● Complete the following:
[1] In the passage on education measures in RCTs, rewrite the paragraph beginning "According to our review of 237 RCTs" as a short bulleted list that keeps its main facts.
[2] Write the next paragraph of the passage on education measures in RCTs, following on from its final sentence about funders building a researcher-led measurement infrastructure.

● Document segment:
____

The motivation for developing and using reliable and valid education measures is clear, but what are the actual practices among the existing RCT literature?

Lack of a public good

According to our review of 237 RCTs in the economics literature, 69 percent of studies with papers do not report evidence of validity or reliability. Among those studies which at least reference a pre-developed tool, only 37 percent cite a validation paper. This demonstrates that while many researchers rely on and cite tools developed by other teams, those reference papers have often not clearly established the validity of the measure. In these cases of relying on precedence, less than 0.5 percent of the studies referenced a measure which was validated in the same geographical context of the particular intervention setting. 

These trends indicate that researchers may not be conducting reliability and validity checks on the measures they use, or they may not be reporting such checks in their papers despite conducting them in the background. Some explanations include the high financial costs of piloting measures and the perception of potential rejection from publication if a measure shows low validity. However, when the process of selecting and testing a measure in a new context remains hidden, future researchers encounter the same questions and are doomed to repeat rather than build on the work already done. 

Possible approaches to increase validity and reliability testing

Researchers may benefit from additional support in developing new measures or testing the validity/reliability of old measures themselves. Based on the literature review and interviews across researchers of different disciplines, LAI put together a list of six guiding questions for researchers in the design stage of an RCT to spark discussion about the measurement of holistic skills and aid final tool selection for data collection. To address cost and time barriers, researchers can prioritize conducting validity/reliability checks for the measures of the main outcomes as opposed to all holistic skills measured by the study. Policymakers and funders seeking evidence-backed holistic skills programs may invest beyond the evaluations of these programs, and can also invest in building a researcher-led infrastructure for measuring holistic skills, including pilots, tool development, and public databases.

____

● Data extract:

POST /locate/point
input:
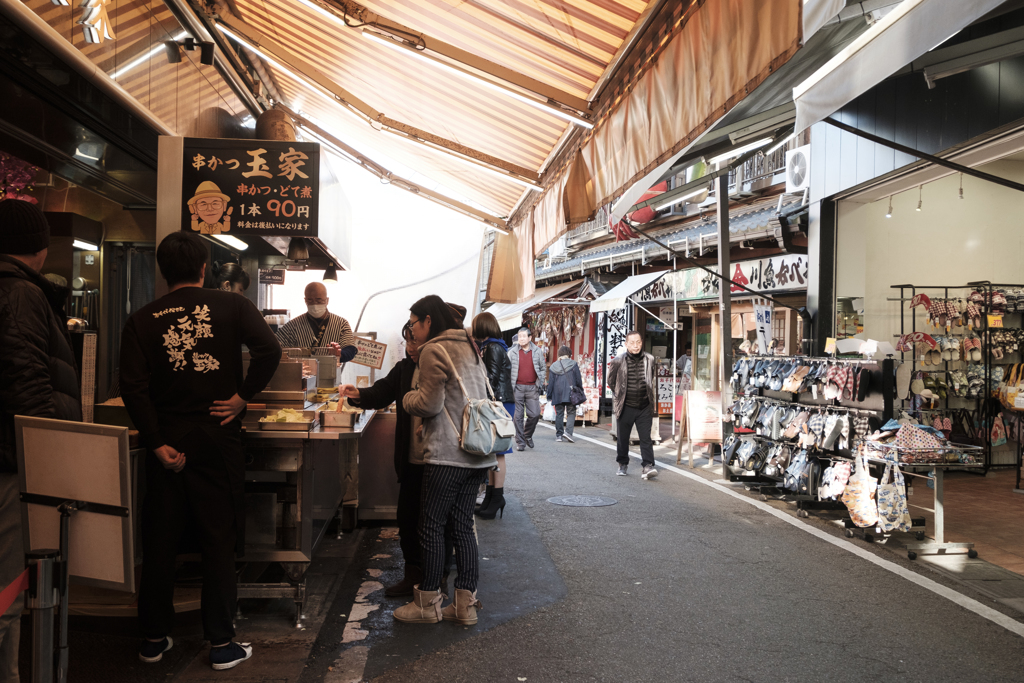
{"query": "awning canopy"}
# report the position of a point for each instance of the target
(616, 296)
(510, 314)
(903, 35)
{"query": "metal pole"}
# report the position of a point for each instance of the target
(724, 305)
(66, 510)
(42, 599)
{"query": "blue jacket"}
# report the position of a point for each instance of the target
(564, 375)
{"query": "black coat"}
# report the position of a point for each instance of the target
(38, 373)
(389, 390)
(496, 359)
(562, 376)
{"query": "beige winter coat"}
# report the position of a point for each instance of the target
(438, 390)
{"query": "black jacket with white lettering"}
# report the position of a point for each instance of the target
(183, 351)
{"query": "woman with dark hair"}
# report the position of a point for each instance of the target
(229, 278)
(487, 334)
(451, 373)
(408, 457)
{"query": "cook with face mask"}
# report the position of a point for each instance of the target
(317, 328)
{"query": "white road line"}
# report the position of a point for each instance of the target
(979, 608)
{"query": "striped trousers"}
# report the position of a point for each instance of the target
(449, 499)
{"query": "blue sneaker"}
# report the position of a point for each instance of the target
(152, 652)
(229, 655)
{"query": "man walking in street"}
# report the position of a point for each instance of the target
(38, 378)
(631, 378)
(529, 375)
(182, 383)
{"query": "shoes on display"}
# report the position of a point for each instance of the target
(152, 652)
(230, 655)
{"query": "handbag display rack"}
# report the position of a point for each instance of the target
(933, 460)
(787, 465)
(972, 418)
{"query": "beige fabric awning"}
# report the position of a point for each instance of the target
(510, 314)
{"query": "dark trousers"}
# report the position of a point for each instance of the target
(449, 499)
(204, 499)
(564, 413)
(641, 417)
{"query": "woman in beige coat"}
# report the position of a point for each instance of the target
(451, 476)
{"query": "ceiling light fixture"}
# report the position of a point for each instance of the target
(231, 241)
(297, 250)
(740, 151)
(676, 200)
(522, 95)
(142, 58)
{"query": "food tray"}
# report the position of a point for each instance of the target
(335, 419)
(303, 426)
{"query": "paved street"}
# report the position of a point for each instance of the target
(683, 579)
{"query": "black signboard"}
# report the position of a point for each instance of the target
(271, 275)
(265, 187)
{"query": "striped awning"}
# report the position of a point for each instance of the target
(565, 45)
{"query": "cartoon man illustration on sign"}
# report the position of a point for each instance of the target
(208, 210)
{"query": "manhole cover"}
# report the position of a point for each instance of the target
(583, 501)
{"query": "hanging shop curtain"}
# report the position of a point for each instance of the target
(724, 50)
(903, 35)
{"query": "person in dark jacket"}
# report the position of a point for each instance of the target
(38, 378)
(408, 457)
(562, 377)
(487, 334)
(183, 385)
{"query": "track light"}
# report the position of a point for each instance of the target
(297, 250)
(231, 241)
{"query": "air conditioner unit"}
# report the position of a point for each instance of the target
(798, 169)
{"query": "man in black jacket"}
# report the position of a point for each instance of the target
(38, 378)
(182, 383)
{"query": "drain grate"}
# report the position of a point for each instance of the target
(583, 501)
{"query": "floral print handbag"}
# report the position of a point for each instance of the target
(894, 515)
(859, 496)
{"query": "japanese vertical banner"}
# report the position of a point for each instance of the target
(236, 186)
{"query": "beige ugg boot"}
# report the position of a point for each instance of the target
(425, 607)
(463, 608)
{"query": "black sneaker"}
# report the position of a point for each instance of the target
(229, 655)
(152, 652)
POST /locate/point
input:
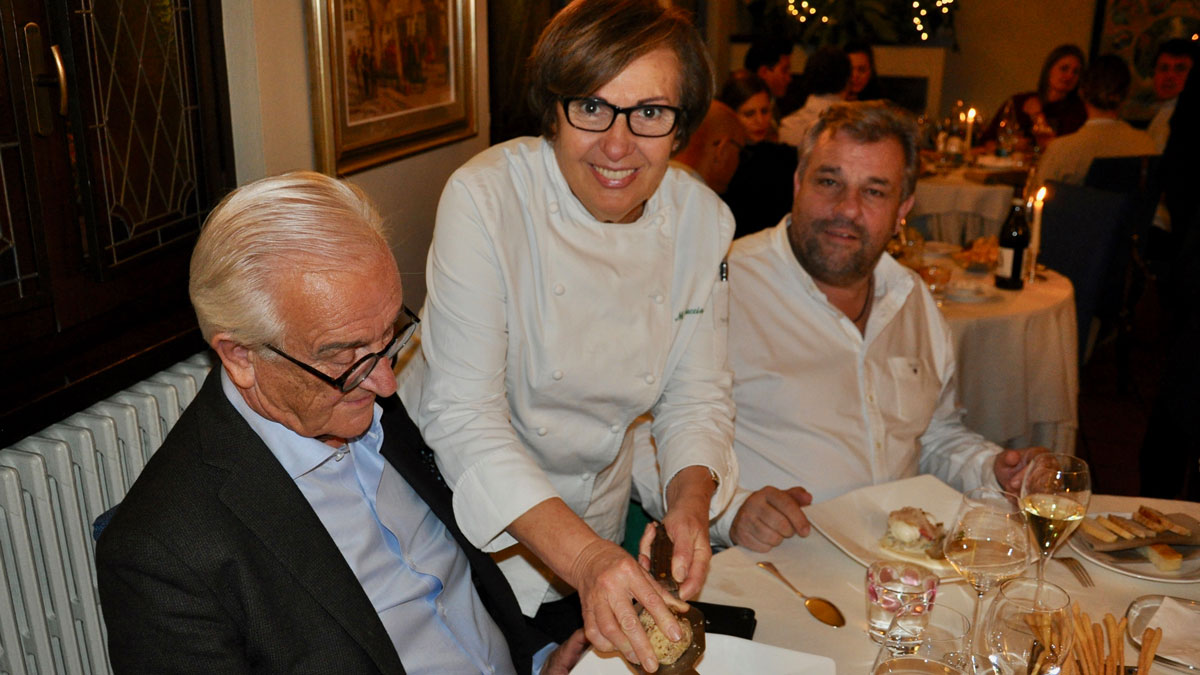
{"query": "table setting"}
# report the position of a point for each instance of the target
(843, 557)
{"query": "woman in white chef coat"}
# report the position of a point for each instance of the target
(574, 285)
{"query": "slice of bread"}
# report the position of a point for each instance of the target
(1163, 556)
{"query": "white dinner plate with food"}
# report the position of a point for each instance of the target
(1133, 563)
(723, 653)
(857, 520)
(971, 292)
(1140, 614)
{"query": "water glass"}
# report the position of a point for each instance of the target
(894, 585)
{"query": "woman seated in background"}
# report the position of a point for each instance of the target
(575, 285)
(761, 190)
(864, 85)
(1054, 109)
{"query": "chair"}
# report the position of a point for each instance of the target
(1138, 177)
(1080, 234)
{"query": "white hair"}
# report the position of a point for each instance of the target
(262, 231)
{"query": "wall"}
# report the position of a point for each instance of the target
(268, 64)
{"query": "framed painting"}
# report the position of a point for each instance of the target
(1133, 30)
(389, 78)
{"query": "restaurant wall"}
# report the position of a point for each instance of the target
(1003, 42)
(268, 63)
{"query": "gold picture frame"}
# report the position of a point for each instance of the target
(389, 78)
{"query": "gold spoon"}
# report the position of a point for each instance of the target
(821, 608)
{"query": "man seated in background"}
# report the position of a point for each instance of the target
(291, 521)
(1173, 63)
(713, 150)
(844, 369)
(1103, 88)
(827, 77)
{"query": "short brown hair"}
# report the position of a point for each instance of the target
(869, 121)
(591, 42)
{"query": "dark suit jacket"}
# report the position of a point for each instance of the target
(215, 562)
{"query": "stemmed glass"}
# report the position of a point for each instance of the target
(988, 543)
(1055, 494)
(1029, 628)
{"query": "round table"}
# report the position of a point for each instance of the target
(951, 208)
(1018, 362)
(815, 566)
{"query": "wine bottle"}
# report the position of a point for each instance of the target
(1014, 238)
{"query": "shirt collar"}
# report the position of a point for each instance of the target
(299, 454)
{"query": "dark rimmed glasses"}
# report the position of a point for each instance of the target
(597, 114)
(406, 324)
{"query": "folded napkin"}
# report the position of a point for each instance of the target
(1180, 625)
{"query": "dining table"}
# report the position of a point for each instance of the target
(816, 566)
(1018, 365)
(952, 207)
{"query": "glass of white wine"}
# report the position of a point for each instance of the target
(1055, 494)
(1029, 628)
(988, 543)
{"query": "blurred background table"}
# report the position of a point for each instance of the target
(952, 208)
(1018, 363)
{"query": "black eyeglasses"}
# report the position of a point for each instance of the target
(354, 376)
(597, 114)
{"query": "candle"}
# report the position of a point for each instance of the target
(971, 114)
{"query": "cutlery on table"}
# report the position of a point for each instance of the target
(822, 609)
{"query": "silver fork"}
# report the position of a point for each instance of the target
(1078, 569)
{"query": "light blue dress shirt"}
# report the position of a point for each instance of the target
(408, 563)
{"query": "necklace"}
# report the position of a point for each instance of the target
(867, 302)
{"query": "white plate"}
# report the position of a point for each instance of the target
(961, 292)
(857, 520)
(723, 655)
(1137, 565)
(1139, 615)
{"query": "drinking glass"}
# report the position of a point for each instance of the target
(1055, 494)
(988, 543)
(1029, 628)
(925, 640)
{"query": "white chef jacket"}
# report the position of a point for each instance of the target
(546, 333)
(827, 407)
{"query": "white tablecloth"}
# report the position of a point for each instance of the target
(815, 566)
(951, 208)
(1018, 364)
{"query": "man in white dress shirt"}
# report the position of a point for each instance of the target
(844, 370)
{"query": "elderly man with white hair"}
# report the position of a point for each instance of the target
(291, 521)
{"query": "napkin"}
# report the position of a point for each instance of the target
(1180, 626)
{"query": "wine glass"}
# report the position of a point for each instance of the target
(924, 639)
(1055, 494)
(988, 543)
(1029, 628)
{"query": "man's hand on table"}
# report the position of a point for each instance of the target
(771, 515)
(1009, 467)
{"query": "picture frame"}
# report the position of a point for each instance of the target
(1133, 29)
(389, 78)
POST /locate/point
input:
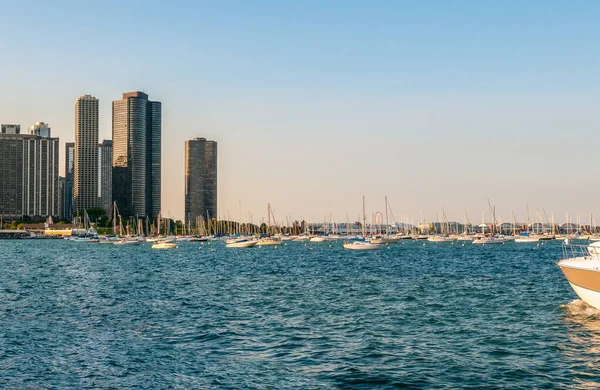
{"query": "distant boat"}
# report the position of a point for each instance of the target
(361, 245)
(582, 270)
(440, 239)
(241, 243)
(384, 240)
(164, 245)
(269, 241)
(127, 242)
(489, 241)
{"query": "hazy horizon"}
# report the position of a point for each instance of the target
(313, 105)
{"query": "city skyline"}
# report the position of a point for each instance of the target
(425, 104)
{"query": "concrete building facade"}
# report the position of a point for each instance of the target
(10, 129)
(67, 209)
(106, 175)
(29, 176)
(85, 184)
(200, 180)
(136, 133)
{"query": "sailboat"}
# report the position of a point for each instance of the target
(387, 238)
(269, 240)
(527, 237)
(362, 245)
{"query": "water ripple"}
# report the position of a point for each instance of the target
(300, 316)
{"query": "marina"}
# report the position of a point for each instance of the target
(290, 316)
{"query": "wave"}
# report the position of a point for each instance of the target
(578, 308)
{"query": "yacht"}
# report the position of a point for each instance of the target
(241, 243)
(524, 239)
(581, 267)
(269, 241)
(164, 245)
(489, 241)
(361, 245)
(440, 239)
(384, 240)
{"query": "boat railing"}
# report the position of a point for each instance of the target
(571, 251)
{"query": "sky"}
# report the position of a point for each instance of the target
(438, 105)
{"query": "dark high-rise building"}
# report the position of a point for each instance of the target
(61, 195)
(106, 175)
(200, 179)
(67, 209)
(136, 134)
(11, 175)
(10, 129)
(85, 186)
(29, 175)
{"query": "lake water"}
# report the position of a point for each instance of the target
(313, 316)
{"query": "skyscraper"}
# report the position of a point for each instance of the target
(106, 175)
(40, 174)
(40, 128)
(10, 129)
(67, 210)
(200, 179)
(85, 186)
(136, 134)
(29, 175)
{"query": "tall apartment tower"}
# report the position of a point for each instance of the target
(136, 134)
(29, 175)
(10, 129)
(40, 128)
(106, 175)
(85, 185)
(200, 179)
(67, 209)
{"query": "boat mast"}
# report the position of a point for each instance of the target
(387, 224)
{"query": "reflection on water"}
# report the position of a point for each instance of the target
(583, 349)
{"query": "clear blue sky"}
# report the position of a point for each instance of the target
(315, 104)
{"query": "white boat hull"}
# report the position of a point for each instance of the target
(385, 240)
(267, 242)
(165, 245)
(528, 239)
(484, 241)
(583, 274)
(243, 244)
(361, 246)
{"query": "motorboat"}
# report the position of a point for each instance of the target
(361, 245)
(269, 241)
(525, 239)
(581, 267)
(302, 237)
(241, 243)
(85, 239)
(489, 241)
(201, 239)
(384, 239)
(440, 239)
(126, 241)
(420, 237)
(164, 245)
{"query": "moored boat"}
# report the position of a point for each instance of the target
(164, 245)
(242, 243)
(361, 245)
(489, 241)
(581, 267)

____

● Answers to this exercise:
[1]
- Of 237 RCTs reviewed in the economics literature, 69 percent of studies with papers report no evidence of validity or reliability.
- Among studies that reference a pre-developed tool, only 37 percent cite a validation paper.
- Many researchers rely on tools from other teams whose reference papers often have not clearly established the measure's validity.
- Of studies relying on such precedent, fewer than 0.5 percent cited a measure validated in the same geographical context as their intervention.

[2]
Apart from building in validity and reliability testing into research projects, there is also room for improved reporting on the findings of such tests, in the paper, appendix or analysis plans. Journals could help encourage robust holistic skills measurement reporting by committing to publishing a special issue on such topics. This would ensure authors are not disincentivized to share the strength of their measures and inform the measurement strategies of future researchers. Research organizations, on the other hand, could consider including adherence to the guidance in LAI’s literature review as a criterion for funding, or provide supportive resources such as a measurement database or a validity/reliability reporting template. For instance, at J-PAL, LAI offers grants to researchers for tool development under the pilot funding category. 

More research on children’s holistic skills is as essential as ever, as school closures and the strain of the pandemic socially isolated children. Education policymakers facing both a learning and a mental health crisis among their students, can turn to synthesis products like the 2023 GEEAP “Smart Buys” report, to find that “teaching socio-emotional and life skills” is an area with promising but limited evidence on academic learning outcomes. As new research mounts on the causal impact of holistic skills instruction on academic learning outcomes, the research must be based on robust measures. That way, programs are not scaled up or down based on imprecise or invalid measures of impacts. Evidence-based policies are only as strong as the evidence they are based on—and the base has an opportunity to get stronger as it grows.